(STATED EXERCISE):
Reproduce every line of the records below, requests included, scaling each x and y coordinate in the answers by 1.2 and rounding to the nearest whole number, with halves rounded up.

(TASK INPUTS):
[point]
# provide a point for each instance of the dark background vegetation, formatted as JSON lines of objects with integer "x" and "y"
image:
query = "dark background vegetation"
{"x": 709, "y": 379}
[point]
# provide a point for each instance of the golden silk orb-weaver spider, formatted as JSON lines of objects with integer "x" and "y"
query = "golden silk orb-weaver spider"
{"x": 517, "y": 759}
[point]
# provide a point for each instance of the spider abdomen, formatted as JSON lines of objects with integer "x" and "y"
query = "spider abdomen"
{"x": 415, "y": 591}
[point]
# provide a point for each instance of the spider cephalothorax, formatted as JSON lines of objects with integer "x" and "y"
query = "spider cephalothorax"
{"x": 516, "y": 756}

(SOLUTION):
[point]
# provide a point for each instance of the dark background vegetation, formatted as JSON lines of objects with integer "x" and "y"
image:
query = "dark background vegetation"
{"x": 851, "y": 455}
[point]
# provide a point for each instance of the golden silk orb-weaver spider, formatted as JSON lines of objects with integer "x" and "y"
query = "golden silk orb-weaver spider"
{"x": 620, "y": 911}
[point]
# provide a point for each instance of the spider abdomen, formatted as JSON lines of objects with integer "x" and "y"
query = "spider abdomen"
{"x": 498, "y": 709}
[point]
# provide a point for each instance of the spider cephalothorax, formatted as JSON lines of objects with integer "x" and "y"
query = "spider cephalothorax"
{"x": 619, "y": 907}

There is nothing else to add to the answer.